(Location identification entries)

────────────────

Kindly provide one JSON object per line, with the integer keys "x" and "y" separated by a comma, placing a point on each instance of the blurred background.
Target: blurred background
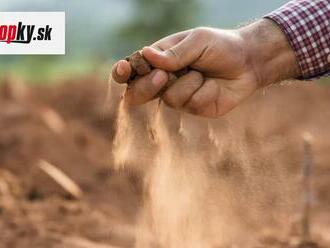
{"x": 54, "y": 116}
{"x": 101, "y": 31}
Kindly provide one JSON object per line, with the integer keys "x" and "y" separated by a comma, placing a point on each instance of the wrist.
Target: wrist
{"x": 269, "y": 52}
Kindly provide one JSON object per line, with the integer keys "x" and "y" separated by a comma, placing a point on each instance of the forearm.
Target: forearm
{"x": 269, "y": 52}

────────────────

-- The exercise --
Can you give every one of the records above as a two-column CSV with the headers instruction and points, one row per record, with the record's text in the first quoted field and its answer in the second, and all line breaks turned into spaces? Leave the pictures out.

-- Exercise answer --
instruction,points
"Kindly provide one JSON object per line, with the integer keys ""x"" and ""y"" separated by a comma, placing a point on each instance of the blurred background. Target: blurred background","{""x"": 54, ""y"": 116} {""x"": 101, ""y"": 31}"
"Kindly provide one JSON object per line, with the integer keys ""x"" and ""y"" separated by a comma, placing a point on each instance of the wrist. Target: wrist","{""x"": 269, ""y"": 52}"
"Kindly provide one JSON object per line, with the integer keys ""x"" and ""y"" separated by a comma, placing a point on each instance of the forearm. Target: forearm","{""x"": 269, ""y"": 52}"